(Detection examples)
□ □ □

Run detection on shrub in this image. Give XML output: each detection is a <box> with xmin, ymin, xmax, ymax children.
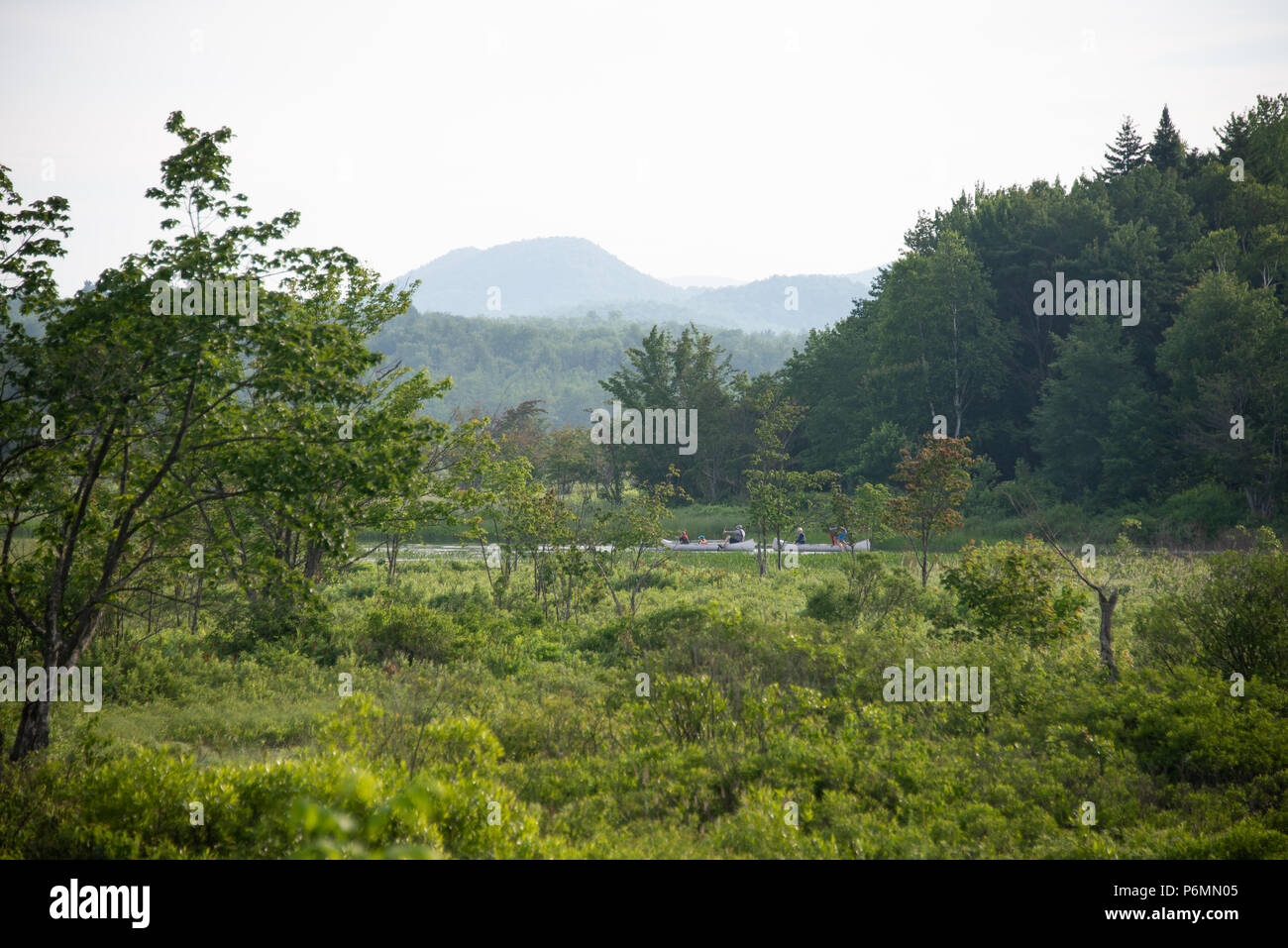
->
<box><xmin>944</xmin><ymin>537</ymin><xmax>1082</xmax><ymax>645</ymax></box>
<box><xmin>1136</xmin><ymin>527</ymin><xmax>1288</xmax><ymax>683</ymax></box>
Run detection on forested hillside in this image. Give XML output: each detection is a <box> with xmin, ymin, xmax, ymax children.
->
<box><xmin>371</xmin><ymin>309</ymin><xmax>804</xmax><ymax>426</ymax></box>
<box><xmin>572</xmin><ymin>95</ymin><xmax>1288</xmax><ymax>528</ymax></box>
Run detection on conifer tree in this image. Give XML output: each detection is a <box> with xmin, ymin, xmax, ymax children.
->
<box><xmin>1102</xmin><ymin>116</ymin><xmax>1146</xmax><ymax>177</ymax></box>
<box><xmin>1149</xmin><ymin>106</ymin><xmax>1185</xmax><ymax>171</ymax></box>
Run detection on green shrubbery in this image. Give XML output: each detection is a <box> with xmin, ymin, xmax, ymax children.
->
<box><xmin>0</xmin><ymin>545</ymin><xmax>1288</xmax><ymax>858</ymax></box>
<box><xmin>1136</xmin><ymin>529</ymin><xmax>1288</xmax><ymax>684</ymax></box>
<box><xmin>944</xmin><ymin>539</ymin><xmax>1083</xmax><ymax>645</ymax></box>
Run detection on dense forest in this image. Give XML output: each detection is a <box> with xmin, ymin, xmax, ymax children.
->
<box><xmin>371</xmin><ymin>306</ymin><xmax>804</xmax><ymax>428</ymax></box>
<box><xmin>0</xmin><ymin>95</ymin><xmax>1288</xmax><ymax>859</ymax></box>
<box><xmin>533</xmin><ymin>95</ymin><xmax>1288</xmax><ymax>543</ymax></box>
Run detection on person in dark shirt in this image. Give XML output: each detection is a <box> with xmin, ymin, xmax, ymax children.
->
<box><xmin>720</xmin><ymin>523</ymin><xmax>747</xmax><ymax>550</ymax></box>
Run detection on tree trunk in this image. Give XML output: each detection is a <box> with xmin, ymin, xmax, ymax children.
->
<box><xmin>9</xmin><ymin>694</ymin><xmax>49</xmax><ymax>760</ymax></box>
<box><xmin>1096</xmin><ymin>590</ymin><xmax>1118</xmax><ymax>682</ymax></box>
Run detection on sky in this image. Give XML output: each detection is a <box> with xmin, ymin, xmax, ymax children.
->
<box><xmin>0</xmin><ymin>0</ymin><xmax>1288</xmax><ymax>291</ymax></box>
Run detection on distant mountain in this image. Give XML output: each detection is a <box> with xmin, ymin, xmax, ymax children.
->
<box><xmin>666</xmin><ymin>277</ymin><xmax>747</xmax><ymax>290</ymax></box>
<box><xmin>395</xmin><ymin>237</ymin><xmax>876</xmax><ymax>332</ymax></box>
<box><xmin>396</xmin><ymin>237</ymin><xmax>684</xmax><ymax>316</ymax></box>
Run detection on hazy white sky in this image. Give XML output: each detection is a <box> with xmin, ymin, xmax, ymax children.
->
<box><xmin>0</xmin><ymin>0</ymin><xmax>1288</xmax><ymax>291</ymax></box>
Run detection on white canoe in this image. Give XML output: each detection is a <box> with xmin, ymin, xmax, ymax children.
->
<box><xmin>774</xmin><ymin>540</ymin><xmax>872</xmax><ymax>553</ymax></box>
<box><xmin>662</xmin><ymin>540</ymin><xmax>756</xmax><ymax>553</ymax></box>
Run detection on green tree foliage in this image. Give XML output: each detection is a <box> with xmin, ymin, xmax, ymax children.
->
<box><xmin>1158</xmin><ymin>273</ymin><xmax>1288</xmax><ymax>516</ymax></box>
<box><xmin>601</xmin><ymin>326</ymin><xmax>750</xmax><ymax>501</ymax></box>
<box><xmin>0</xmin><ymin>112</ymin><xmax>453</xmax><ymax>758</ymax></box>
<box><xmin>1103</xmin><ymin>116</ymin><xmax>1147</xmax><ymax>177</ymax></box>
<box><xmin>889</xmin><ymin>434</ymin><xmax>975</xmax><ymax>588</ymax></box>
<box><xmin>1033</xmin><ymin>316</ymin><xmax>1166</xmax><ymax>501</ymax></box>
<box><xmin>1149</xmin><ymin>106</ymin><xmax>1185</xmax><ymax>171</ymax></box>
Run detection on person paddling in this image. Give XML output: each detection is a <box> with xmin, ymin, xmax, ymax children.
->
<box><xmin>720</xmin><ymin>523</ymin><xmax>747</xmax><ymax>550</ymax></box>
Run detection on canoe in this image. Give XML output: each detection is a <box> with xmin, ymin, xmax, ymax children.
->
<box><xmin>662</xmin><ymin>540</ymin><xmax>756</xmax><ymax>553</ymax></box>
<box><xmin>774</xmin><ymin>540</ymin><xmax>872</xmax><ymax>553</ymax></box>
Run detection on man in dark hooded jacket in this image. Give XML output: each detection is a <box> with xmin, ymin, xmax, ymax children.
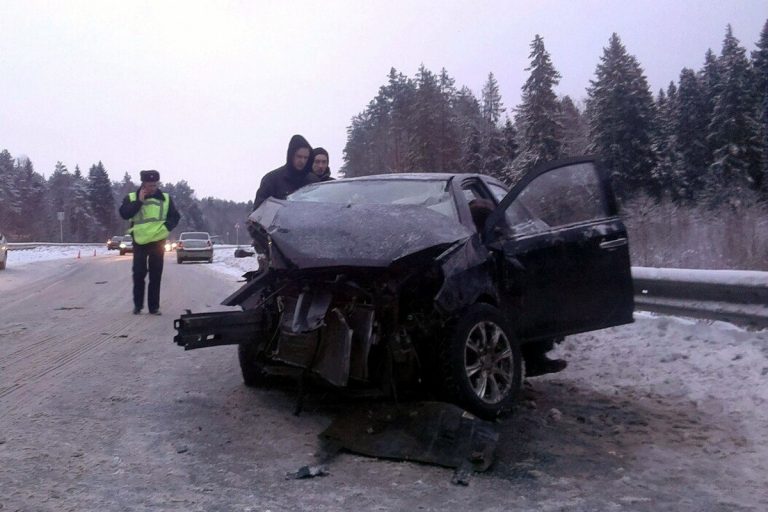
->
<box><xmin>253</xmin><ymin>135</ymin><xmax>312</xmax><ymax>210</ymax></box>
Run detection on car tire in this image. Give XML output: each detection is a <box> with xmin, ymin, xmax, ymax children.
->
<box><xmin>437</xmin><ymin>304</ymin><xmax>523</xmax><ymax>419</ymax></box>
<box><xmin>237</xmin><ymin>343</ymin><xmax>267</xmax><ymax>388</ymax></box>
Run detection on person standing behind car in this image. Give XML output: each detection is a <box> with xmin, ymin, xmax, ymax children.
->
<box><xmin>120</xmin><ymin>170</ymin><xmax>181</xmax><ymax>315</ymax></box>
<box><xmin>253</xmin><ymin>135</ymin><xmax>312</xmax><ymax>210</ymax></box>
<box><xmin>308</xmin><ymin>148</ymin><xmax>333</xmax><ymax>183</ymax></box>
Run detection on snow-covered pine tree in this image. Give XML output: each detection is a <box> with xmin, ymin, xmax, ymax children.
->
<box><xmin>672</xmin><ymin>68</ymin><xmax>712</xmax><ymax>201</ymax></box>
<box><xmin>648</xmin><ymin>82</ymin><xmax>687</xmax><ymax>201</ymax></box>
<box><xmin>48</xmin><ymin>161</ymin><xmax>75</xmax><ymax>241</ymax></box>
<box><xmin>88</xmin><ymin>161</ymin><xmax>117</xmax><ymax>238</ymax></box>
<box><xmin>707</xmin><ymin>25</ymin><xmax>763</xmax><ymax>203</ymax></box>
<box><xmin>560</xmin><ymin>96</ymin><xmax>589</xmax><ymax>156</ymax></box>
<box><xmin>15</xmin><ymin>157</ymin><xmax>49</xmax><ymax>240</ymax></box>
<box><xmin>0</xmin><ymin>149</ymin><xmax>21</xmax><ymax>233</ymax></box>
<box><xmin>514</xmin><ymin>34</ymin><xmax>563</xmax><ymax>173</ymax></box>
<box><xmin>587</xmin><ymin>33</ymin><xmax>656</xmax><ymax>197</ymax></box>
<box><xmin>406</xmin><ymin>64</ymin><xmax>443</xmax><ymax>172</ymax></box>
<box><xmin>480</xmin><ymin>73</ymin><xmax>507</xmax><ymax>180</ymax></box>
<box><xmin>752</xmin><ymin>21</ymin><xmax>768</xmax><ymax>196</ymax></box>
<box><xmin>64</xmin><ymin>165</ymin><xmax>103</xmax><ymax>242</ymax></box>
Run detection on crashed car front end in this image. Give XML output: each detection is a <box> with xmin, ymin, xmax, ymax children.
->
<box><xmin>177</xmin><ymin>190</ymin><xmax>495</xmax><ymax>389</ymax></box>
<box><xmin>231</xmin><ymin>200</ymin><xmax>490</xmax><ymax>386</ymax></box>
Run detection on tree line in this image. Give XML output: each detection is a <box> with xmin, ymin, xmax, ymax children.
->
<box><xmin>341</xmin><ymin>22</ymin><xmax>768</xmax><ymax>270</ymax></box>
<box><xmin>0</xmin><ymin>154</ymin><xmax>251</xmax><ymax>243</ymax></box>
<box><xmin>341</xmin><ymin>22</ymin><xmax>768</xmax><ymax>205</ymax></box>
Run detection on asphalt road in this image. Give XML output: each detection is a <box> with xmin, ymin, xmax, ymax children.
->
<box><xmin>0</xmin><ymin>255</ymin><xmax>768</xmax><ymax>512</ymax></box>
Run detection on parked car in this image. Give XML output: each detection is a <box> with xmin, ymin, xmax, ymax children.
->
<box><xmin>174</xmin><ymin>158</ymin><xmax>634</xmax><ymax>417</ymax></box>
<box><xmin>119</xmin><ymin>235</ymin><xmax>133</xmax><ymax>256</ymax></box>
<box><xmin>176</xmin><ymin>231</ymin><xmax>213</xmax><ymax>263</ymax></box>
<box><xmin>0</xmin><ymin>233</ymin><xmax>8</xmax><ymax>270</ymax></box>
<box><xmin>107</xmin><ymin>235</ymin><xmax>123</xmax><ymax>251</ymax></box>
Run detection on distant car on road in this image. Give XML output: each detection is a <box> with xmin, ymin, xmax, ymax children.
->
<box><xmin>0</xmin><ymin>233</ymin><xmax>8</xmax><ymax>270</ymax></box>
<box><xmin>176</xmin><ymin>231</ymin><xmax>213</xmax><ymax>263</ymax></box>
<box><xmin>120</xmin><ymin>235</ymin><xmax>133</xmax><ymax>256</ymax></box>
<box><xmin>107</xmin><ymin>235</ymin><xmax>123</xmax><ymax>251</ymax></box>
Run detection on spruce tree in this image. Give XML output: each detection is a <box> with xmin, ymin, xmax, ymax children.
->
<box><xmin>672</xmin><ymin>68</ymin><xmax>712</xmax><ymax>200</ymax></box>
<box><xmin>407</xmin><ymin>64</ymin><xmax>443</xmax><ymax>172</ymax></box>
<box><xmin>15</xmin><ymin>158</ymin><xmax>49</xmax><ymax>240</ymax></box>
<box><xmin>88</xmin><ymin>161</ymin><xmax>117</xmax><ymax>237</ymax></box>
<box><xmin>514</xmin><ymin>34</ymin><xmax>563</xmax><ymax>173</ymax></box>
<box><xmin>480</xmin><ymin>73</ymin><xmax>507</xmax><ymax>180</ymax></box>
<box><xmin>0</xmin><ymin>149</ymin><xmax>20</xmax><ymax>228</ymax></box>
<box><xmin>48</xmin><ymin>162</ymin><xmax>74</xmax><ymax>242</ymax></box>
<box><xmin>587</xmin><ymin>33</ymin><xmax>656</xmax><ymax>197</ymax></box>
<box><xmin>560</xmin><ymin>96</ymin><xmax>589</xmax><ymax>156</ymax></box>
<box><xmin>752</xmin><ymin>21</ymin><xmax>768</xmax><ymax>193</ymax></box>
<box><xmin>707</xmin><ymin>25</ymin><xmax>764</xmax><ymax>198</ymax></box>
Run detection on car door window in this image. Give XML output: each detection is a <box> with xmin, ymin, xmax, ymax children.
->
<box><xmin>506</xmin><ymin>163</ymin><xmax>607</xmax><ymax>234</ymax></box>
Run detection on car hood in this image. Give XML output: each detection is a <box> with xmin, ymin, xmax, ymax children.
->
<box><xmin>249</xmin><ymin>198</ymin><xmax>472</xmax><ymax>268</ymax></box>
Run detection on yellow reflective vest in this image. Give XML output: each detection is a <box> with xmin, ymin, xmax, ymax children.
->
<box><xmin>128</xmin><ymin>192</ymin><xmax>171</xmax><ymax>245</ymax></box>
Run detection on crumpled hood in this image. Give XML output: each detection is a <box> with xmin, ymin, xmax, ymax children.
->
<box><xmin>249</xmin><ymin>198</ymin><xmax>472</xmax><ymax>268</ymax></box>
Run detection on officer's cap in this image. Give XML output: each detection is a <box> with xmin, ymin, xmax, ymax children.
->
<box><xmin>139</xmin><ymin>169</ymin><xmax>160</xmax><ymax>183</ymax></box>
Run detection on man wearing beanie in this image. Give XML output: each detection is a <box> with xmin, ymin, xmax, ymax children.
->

□ □ □

● What you should do: Starting at the line that contains "Run detection on yellow", print every line through the end of the listing, word for word. Leave out all the rest.

● Worked answer:
Run detection on yellow reflective vest in this image. Give XML output: each detection is a <box> with xmin, ymin, xmax, ymax children.
->
<box><xmin>128</xmin><ymin>192</ymin><xmax>171</xmax><ymax>245</ymax></box>
Run detection on crumpled hood in this image. Give XML output: each detection is a <box> with xmin, ymin, xmax, ymax children.
->
<box><xmin>249</xmin><ymin>198</ymin><xmax>472</xmax><ymax>268</ymax></box>
Run detection on officer's cap in this image. Give XML output: each detection is a <box> with xmin, ymin, xmax, ymax children.
->
<box><xmin>139</xmin><ymin>169</ymin><xmax>160</xmax><ymax>183</ymax></box>
Run detection on man wearing beanie in this image. Give XML output: each detection is a <box> with xmin, ymin, xmax, ymax children.
->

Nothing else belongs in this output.